- WHAT YOU WILL DO
Exact copies of all the records are the expected output.

[Collected data entries]
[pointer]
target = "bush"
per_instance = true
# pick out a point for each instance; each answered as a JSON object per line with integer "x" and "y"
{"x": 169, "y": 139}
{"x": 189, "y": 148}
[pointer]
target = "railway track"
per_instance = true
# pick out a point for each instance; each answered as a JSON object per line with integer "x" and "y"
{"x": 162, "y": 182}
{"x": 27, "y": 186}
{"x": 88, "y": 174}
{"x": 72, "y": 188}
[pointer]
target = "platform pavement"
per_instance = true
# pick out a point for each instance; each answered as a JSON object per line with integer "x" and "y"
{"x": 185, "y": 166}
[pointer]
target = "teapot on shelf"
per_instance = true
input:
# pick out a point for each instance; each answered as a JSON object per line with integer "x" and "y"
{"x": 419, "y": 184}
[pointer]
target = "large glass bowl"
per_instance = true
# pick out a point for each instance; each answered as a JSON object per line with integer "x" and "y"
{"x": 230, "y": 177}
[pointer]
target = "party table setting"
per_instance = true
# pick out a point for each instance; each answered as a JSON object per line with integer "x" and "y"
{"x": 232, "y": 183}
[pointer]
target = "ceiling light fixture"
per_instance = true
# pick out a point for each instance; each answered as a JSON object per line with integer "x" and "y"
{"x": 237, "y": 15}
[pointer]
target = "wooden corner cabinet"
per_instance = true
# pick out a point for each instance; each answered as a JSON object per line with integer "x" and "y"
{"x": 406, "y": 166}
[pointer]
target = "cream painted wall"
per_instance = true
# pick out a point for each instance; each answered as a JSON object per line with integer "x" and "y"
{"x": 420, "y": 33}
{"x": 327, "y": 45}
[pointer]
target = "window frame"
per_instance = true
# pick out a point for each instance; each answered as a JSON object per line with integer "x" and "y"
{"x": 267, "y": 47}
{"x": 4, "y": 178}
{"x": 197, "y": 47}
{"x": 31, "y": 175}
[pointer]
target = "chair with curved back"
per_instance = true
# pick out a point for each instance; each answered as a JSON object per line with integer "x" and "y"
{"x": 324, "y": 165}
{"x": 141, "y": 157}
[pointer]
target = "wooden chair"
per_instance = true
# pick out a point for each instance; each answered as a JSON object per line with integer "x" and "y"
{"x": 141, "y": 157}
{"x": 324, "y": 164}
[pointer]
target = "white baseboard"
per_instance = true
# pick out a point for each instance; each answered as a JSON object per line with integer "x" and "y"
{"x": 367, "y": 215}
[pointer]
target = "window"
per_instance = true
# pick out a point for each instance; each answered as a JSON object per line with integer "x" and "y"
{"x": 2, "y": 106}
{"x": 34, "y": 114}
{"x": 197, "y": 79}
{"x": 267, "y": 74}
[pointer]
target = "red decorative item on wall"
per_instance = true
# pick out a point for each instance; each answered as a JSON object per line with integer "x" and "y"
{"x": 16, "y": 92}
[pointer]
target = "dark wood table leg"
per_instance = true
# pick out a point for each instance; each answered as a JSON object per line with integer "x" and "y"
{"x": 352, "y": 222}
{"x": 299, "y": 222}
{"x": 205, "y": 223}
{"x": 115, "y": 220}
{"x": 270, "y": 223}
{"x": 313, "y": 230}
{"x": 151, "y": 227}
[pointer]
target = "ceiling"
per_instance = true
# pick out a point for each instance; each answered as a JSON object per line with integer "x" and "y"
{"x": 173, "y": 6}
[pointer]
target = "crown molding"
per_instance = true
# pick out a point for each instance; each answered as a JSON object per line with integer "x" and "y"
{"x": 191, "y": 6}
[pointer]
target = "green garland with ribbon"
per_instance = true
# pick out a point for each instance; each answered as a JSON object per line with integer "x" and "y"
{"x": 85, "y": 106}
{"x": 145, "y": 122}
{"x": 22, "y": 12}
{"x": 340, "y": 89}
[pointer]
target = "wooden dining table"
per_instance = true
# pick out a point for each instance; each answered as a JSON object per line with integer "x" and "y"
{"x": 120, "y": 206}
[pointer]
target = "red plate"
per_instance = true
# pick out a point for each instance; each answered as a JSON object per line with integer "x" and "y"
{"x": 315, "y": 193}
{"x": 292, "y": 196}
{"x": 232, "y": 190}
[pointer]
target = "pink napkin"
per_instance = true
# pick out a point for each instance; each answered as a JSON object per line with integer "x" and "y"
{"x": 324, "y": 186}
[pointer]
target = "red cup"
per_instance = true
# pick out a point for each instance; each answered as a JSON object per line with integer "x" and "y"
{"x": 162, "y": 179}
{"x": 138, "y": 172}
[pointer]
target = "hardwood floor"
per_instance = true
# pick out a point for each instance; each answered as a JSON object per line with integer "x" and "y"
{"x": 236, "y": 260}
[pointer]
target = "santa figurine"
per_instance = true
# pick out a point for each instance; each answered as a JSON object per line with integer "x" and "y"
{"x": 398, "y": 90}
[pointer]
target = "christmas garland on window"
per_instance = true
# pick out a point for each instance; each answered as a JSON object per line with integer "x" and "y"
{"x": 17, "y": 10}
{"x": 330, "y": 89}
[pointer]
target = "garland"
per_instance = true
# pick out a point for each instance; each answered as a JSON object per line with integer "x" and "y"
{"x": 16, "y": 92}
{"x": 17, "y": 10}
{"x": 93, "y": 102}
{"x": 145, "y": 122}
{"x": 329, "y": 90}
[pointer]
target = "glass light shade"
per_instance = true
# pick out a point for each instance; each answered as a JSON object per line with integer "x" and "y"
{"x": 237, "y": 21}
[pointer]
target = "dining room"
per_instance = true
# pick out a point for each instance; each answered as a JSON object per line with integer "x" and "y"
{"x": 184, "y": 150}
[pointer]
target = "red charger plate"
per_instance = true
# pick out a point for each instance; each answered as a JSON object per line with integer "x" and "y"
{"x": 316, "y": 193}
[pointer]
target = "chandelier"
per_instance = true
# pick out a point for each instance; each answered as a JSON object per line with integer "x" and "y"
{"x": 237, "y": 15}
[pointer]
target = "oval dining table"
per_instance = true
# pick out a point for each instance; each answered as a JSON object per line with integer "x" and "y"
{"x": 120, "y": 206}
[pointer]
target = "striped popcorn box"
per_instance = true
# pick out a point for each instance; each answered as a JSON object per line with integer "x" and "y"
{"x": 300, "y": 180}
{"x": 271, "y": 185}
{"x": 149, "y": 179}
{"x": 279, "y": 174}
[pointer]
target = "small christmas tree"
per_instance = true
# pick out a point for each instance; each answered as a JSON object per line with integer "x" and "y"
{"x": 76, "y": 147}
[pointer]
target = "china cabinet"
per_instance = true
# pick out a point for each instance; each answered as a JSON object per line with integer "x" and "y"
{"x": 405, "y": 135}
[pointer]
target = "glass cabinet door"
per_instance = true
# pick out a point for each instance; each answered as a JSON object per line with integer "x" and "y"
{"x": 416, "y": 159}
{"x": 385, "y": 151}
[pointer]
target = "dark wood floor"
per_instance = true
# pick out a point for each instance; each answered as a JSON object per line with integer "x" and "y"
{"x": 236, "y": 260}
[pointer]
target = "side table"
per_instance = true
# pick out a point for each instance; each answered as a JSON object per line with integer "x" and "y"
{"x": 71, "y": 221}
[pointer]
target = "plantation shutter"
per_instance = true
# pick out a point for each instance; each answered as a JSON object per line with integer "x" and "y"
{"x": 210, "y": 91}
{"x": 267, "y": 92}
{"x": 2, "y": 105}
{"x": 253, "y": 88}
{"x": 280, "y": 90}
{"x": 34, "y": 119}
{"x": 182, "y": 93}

- TASK ANSWER
[pointer]
target = "bush"
per_instance = true
# pick out a point for each instance; each answered as a JSON object per line with integer "x" and "y"
{"x": 169, "y": 139}
{"x": 189, "y": 148}
[pointer]
target = "railway track"
per_instance = true
# pick out a point for each instance; each answered as a JSON object per line with integer "x" and "y"
{"x": 162, "y": 182}
{"x": 27, "y": 186}
{"x": 88, "y": 174}
{"x": 72, "y": 188}
[pointer]
target = "platform pavement"
per_instance = true
# pick out a point for each instance; each answered as a JSON object per line with integer "x" and "y"
{"x": 185, "y": 166}
[pointer]
target = "teapot on shelf"
per_instance = true
input:
# pick out a point for each instance; each answered as a JSON object per line with integer "x" and "y"
{"x": 419, "y": 184}
[pointer]
target = "large glass bowl"
per_instance = true
# pick out a point for each instance; each answered as a JSON object per line with integer "x" and "y"
{"x": 230, "y": 177}
[pointer]
target = "party table setting"
per_instance = true
# pick out a point for each instance; each answered as a JSON object per line with integer "x" and "y"
{"x": 232, "y": 183}
[pointer]
target = "ceiling light fixture"
per_instance = true
# pick out a point for each instance; each answered as a JSON object per line with integer "x" and "y"
{"x": 237, "y": 15}
[pointer]
target = "wooden corner cabinet"
per_instance = true
# pick out a point for each instance; each answered as a JSON object per line with integer "x" and "y"
{"x": 406, "y": 166}
[pointer]
target = "cream painted wall"
per_instance = true
# pick out a point for each instance; each answered as a JSON object per line with integer "x" and "y"
{"x": 420, "y": 33}
{"x": 327, "y": 45}
[pointer]
target = "window frame"
per_instance = true
# pick out a point for each instance; each answered as a JSON object per line with integer "x" and "y"
{"x": 267, "y": 47}
{"x": 4, "y": 178}
{"x": 197, "y": 47}
{"x": 31, "y": 175}
[pointer]
target = "chair with curved back"
per_instance = true
# pick out a point for each instance; each answered as a JSON object per line with integer "x" and "y"
{"x": 324, "y": 165}
{"x": 141, "y": 157}
[pointer]
target = "wooden chair"
per_instance = true
# pick out a point for each instance; each answered as a JSON object per line with integer "x" and "y"
{"x": 141, "y": 157}
{"x": 324, "y": 164}
[pointer]
target = "white baseboard"
per_instance = true
# pick out a point for each instance; each answered as a JSON object per line with integer "x" and "y"
{"x": 367, "y": 215}
[pointer]
target = "window"
per_instance = true
# pick out a point for each instance; each answered as a JSON object per line with integer "x" and "y"
{"x": 2, "y": 106}
{"x": 34, "y": 114}
{"x": 197, "y": 79}
{"x": 267, "y": 74}
[pointer]
target = "red decorative item on wall"
per_instance = true
# pick out a point for each instance; each answered as a JSON object per line with integer "x" and "y"
{"x": 16, "y": 92}
[pointer]
target = "dark wood table leg"
per_instance = true
# pick out a point for each instance; each answered as a JSON object per line with integer "x" and "y"
{"x": 352, "y": 222}
{"x": 299, "y": 222}
{"x": 205, "y": 223}
{"x": 115, "y": 220}
{"x": 270, "y": 223}
{"x": 313, "y": 230}
{"x": 151, "y": 227}
[pointer]
target = "ceiling"
per_instance = true
# pick out a point for each instance; each answered as a JSON object per line with integer "x" and "y"
{"x": 173, "y": 6}
[pointer]
target = "crown molding"
per_instance = true
# pick out a point for each instance; each answered as a JSON object per line with integer "x" and "y"
{"x": 191, "y": 6}
[pointer]
target = "green garland with ribbon"
per_instance = true
# pick out a point for each instance; each answered as a JSON object per line with integer "x" and "y"
{"x": 85, "y": 106}
{"x": 145, "y": 122}
{"x": 22, "y": 12}
{"x": 340, "y": 89}
[pointer]
target = "wooden dining table"
per_instance = true
# pick out a point for each instance; each answered as a JSON object per line with integer "x" and "y"
{"x": 120, "y": 206}
[pointer]
target = "red plate"
per_instance = true
# pick out a point for each instance; each answered as a JSON object per line with integer "x" and "y"
{"x": 315, "y": 193}
{"x": 292, "y": 196}
{"x": 232, "y": 190}
[pointer]
target = "pink napkin"
per_instance = true
# pick out a point for each instance; each answered as a JSON object per line with integer "x" and "y"
{"x": 324, "y": 186}
[pointer]
target = "red cup"
per_instance = true
# pick out a point for each instance; each answered as a JSON object per line with integer "x" and "y"
{"x": 162, "y": 179}
{"x": 138, "y": 172}
[pointer]
target = "hardwood floor"
per_instance = true
# pick out a point for each instance; each answered as a JSON object per line with integer "x" and "y"
{"x": 236, "y": 260}
[pointer]
target = "santa figurine"
per_instance = true
# pick out a point for each instance; each answered as a JSON object per line with integer "x" and "y"
{"x": 398, "y": 90}
[pointer]
target = "christmas garland on window"
per_instance = true
# pick out a point for each instance; each answered as a JSON object per line with integer "x" and "y"
{"x": 17, "y": 10}
{"x": 330, "y": 89}
[pointer]
target = "garland"
per_instance = true
# pick out a point for each instance; each answered as a JSON object per line with integer "x" and "y"
{"x": 16, "y": 92}
{"x": 17, "y": 10}
{"x": 93, "y": 102}
{"x": 145, "y": 122}
{"x": 329, "y": 90}
[pointer]
target = "glass light shade"
per_instance = true
# pick out a point for each instance; each answered as a JSON object per line with integer "x" and "y"
{"x": 237, "y": 21}
[pointer]
target = "dining room"
per_instance = true
# pick out a point for each instance; each answered as a JSON object per line with integer "x" and "y"
{"x": 184, "y": 150}
[pointer]
target = "red charger plate"
per_instance = true
# pick out a point for each instance; each answered as a JSON object per line with integer "x" and "y"
{"x": 316, "y": 193}
[pointer]
target = "chandelier"
per_instance = true
# pick out a point for each instance; each answered as a JSON object per line with integer "x" and "y"
{"x": 237, "y": 15}
[pointer]
target = "oval dining table"
per_instance = true
# pick out a point for each instance; each answered as a JSON object per line with integer "x" and "y"
{"x": 120, "y": 206}
[pointer]
target = "striped popcorn box"
per_instance = true
# pick out a point for each instance; each answered as a JSON object per line with integer "x" and "y"
{"x": 300, "y": 180}
{"x": 271, "y": 185}
{"x": 149, "y": 179}
{"x": 279, "y": 174}
[pointer]
target = "small christmas tree"
per_instance = true
# pick out a point for each instance; each answered as a JSON object per line with integer "x" and "y"
{"x": 76, "y": 147}
[pointer]
target = "china cabinet"
per_instance = true
# pick out a point for each instance; each answered as a JSON object per line with integer "x" and "y"
{"x": 405, "y": 135}
[pointer]
target = "glass cabinet door"
per_instance = true
# pick out a point for each instance; each answered as a JSON object per line with integer "x" and "y"
{"x": 416, "y": 159}
{"x": 385, "y": 151}
[pointer]
target = "dark wood floor"
per_instance = true
# pick out a point for each instance; each answered as a JSON object per line with integer "x" and "y"
{"x": 236, "y": 260}
[pointer]
target = "side table"
per_instance = true
# pick out a point for each instance; each answered as a JSON object per line with integer "x" and "y"
{"x": 71, "y": 221}
[pointer]
target = "plantation shutter"
per_instance = true
# pick out a point for each instance; each answered as a JSON object per line with integer "x" and "y"
{"x": 210, "y": 91}
{"x": 267, "y": 92}
{"x": 2, "y": 105}
{"x": 253, "y": 88}
{"x": 280, "y": 90}
{"x": 34, "y": 119}
{"x": 182, "y": 93}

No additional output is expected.